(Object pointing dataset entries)
============================================================
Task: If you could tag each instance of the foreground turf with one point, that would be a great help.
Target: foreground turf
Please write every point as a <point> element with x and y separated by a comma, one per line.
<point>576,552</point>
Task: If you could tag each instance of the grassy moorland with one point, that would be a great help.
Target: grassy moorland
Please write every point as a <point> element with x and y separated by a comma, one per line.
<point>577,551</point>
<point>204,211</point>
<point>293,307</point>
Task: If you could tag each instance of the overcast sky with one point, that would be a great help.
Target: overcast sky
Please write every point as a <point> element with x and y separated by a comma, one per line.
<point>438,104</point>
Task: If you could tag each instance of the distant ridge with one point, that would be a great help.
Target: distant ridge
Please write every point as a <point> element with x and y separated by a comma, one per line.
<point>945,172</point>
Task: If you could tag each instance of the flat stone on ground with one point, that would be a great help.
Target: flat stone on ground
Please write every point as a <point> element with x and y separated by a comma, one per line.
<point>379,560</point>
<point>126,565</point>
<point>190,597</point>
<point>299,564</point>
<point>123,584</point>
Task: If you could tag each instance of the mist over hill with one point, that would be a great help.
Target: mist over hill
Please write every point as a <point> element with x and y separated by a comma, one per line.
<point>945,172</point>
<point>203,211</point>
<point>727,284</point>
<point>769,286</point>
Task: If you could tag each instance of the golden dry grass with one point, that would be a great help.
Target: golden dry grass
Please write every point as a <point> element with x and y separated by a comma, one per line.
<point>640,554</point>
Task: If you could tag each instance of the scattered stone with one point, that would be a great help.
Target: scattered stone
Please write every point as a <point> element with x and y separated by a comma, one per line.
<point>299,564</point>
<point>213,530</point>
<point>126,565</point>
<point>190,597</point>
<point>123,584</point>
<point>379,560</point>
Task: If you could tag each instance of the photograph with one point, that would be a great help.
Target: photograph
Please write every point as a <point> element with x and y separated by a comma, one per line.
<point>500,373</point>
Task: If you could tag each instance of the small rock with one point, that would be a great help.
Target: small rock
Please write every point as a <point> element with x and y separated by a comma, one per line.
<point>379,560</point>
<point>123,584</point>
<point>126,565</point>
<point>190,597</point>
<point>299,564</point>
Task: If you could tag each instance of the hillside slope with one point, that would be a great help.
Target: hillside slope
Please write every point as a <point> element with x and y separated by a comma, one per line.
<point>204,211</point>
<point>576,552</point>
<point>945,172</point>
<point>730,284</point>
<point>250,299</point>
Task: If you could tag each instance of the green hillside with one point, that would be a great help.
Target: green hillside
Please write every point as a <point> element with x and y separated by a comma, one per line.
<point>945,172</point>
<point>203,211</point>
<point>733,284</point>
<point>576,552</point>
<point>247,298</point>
============================================================
# Set task
Can you write out, word for word, the lines of the entries starting at the line containing "Task: If you could tag each instance of the grassy" and ending at the line containing "<point>438,104</point>", including both of those lines?

# Result of this exercise
Task: If you could tag each instance of the grassy moorland with one point, that would be a great help.
Target: grassy moorland
Please write every point as a <point> element with x and y separated by a comma, one per line.
<point>577,551</point>
<point>204,211</point>
<point>293,307</point>
Task: If you could tag each instance of the overcast sky with one point, that would be a great help.
Target: overcast sky
Please write every point as a <point> element with x and y separated by a comma, one per line.
<point>438,104</point>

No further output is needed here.